____ RECORD EXTRACTS

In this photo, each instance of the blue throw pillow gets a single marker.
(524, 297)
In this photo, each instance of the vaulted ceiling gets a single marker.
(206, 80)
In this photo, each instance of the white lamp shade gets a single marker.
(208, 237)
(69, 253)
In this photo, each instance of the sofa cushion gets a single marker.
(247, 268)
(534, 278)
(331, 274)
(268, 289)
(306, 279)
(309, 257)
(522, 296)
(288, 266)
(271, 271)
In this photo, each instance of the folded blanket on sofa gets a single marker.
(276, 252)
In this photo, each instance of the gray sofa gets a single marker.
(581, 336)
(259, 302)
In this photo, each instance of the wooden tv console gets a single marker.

________

§ **WHAT THE TASK REQUIRES**: What is needed here is an exact reproduction of all the entries.

§ **THE COMPLETED TASK**:
In this photo, each instance of the blue throw pillow gets a single marker.
(524, 297)
In this photo, each instance of the vaulted ceiling gets a single marker.
(206, 80)
In this photo, each instance of the white lamp shade gets a single marker.
(208, 237)
(69, 253)
In this photo, each instance of the sofa cushion gets a single marker.
(247, 268)
(534, 278)
(331, 274)
(268, 289)
(306, 279)
(309, 257)
(522, 296)
(288, 266)
(271, 271)
In this photo, each instance of the folded blanket on sofa gets a single marker.
(276, 252)
In this photo, each instance of the gray sofa gets a single marker.
(581, 336)
(259, 302)
In this photo, each instance of the wooden tv console gets a single marker.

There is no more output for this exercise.